__TEXT__:
* * *

As Syria’s civil war enters its third year with 80,000 dead, chemical weapons are reported to have been used by the government of President Bashar al-Assad, and there are also fears they could fall into the hands of militants seeking to destabilise the region.
As a result of the wars of 1967, 1973 and 1982, Syria sought to counter Israel’s military superiority.
Non-conventional weapons have already been used in the region. The late Iraqi President Saddam Hussein used chemical weapons such as mustard gas and other nerve agents during the 1980s, including the killing of 5,000 Kurds in Halabja, during the war with Iran.
Syria’s ally Iran is accused by the West of seeking to develop an atomic bomb, which it denies, while Israel refuses to confirm or deny whether it has nuclear weapons.
“Syria had to have something to stack up against Israel,” Smithson told Reuters.
United Nations human rights investigators said on Tuesday they had “reasonable grounds” to believe that limited amounts of chemical weapons had been used in Syria. They had received allegations that government forces and rebels had used the banned weapons, but most testimony related to their use by the government.
Syria is one of only seven countries not to have joined the 1997 Chemical Weapons Convention, which commits members to completely destroying their stockpiles.
Syria does not generally comment on its chemical weapons, but in July last year it acknowledged for the first time that it had them. Foreign Ministry spokesman Jihad Makdissi told a news conference the army would not use chemical weapons to crush the rebels but could use them against foreign forces.

* * *

__DATA SHOWN__:
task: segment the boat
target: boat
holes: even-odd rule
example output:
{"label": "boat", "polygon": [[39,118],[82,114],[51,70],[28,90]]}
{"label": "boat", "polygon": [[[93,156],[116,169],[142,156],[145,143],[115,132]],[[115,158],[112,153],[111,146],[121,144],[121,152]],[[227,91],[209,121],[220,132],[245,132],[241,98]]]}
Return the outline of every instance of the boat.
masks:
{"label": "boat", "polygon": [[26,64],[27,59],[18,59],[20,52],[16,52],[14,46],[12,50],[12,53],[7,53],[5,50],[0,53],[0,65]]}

* * *

__EXERCISE INSTRUCTIONS__: Reproduce the part of the Syria chemical weapons text that opens with "As a result" and closes with "has nuclear weapons.", substituting "Tehran" for "Iran" each time it occurs.

__RESPONSE TO THIS EXERCISE__:
As a result of the wars of 1967, 1973 and 1982, Syria sought to counter Israel’s military superiority.
Non-conventional weapons have already been used in the region. The late Iraqi President Saddam Hussein used chemical weapons such as mustard gas and other nerve agents during the 1980s, including the killing of 5,000 Kurds in Halabja, during the war with Tehran.
Syria’s ally Tehran is accused by the West of seeking to develop an atomic bomb, which it denies, while Israel refuses to confirm or deny whether it has nuclear weapons.